TESTO SELEZIONATO:
########################################
Ma casi del genere non sono esclusivamente legati ai nostri giorni; certo, nella società odierna iperconnessa le speculazioni che danno vita alle bolle finanziarie e ai conseguenti crolli di borsa tendono ad essere amplificate dalla rete e possono pertanto diffondersi prima e in maggior numero, ma se si guarda al passato non è da stupirsi che siano sempre esistite. Si narra che alla vigilia del crollo di Wall Street del 1929 il banchiere J.P. Morgan, all’atto di farsi lucidare le scarpe, si sentì chiedere conferma dal lustrascarpe se quello fosse il momento buono per investire in azioni. Morgan, sorpreso dal fatto che perfino un lustrascarpe pensasse che in quel periodo si dovesse entrare sui mercati azionari, dal momento che la borsa stava vivendo un periodo particolarmente felice, appena mise piede dentro Wall Street decise di vendere tutte le sue azioni, poiché nella domanda postagli dal lucidascarpe trovava la conferma che nella società dell’epoca c’era aria di speculazione, e dunque in quel dato arco temporale si sarebbe rivelata una scelta rischiosa lasciare della ricchezza investita sui mercati. Di fatto, qualche tempo dopo la borsa crollò.
Azioni e Rally di Santa Claus
Un altro esempio lampante di come il mondo della finanza sia così pesantemente influenzato dalla psicologia si può riscontrare negli storici di rendimento di un tipo di asset finanziario particolarmente remunerativo, cioè le azioni. I mercati azionari, secondo un’analisi longitudinale del sito web Visual Capitalist, tendono effettivamente ad andare meglio in certi momenti dell’anno e peggio in altri, se si considerano gli indici FTSE 100 (relativo alle azioni inglesi), MSCI World (relativo alle azioni globali), S&P 500 (relativo alle azioni statunitensi) ed Eurostoxx 50 (relativo alle azioni europee), ovvero 4 dei principali indici azionari al mondo.
E sapete qual è il periodo dell’anno in cui la spinta verso l’alto degli indici azionari è stata più marcata? Quello sotto Natale, che ha quindi dato vita, in ambito finanziario, al soprannome di “Santa Claus Rally”, che rende proprio bene l’idea della corsa al rialzo dei mercati finanziari nel periodo natalizio. Insomma, la magia del Natale fa sì che tutti diventino più buoni, anche i mercati finanziari! La spiegazione di questo fenomeno psicofinanziario? Se vogliamo credere a Babbo Natale potremmo ritenere che qualche bambino(ne) − nella letterina a questi indirizzata − ha chiesto di portare, oltre alle scontate pace e serenità, anche qualche più pratico profitto in borsa. Ma se invece non abbiamo voglia di credere a Babbo Natale, potremmo trovare la spiegazione di questo fenomeno nell’euforico effetto psicologico che le festività natalizie hanno su di noi (la “magia del Natale”), e che quindi ci spingono − tra le varie cose − a essere più inclini agli acquisti.
########################################
Record provenienti da una fonte di dati:
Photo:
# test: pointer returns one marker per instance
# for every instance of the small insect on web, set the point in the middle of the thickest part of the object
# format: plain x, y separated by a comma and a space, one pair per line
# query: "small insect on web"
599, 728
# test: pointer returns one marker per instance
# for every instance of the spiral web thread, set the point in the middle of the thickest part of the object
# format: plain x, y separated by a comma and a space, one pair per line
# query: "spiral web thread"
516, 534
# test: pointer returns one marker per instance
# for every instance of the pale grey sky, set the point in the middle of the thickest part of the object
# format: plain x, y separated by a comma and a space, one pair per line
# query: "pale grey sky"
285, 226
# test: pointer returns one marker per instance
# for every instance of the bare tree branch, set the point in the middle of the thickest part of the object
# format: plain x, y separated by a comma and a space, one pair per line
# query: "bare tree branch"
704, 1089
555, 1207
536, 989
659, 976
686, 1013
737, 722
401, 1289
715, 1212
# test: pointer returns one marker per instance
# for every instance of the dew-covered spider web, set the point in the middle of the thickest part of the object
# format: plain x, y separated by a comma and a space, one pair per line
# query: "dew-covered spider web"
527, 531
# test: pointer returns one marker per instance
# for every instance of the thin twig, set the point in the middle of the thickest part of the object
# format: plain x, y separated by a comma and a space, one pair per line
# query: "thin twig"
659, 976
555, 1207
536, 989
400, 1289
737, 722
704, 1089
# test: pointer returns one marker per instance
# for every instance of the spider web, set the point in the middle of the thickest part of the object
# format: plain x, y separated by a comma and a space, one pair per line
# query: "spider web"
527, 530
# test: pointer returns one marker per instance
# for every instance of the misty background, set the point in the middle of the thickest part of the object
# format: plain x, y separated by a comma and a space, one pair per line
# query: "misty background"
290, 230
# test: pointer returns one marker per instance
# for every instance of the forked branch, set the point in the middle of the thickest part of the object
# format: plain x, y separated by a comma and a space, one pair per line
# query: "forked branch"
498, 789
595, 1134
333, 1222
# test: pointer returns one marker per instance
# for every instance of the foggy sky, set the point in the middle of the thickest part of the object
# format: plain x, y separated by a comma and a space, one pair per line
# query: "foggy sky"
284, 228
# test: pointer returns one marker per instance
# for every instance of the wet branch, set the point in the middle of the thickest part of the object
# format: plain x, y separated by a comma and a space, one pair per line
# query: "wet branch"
########################################
DA SVOLGERE:
**1.** Cita dal testo selezionato tutto ciò che va da "Azioni e Rally" giù fino a "azionari al mondo.".
**2.** Riassumi il testo selezionato in due frasi.
**3.** Rispondi a queste domande sul testo selezionato:
(a) In quale anno avvenne il crollo di Wall Street di cui si parla?
(b) A quali azioni si riferisce l'indice FTSE 100?
(c) In quale periodo dell'anno la spinta verso l'alto degli indici azionari è stata più marcata?

RISPOSTE:
**1.**
Azioni e Rally di Santa Claus
Un altro esempio lampante di come il mondo della finanza sia così pesantemente influenzato dalla psicologia si può riscontrare negli storici di rendimento di un tipo di asset finanziario particolarmente remunerativo, cioè le azioni. I mercati azionari, secondo un’analisi longitudinale del sito web Visual Capitalist, tendono effettivamente ad andare meglio in certi momenti dell’anno e peggio in altri, se si considerano gli indici FTSE 100 (relativo alle azioni inglesi), MSCI World (relativo alle azioni globali), S&P 500 (relativo alle azioni statunitensi) ed Eurostoxx 50 (relativo alle azioni europee), ovvero 4 dei principali indici azionari al mondo.

**2.** Speculazioni e crolli di borsa sono sempre esistiti: alla vigilia del crollo di Wall Street del 1929, J.P. Morgan vendette tutte le sue azioni dopo che un lustrascarpe gli aveva chiesto se fosse il momento buono per investire. Secondo un'analisi di Visual Capitalist i mercati azionari vanno meglio in certi periodi dell'anno, soprattutto sotto Natale con il cosiddetto "Santa Claus Rally", che si può spiegare con l'effetto psicologico euforico delle festività, il quale rende più inclini agli acquisti.

**3.**
(a) Nel 1929.
(b) Alle azioni inglesi.
(c) Nel periodo sotto Natale.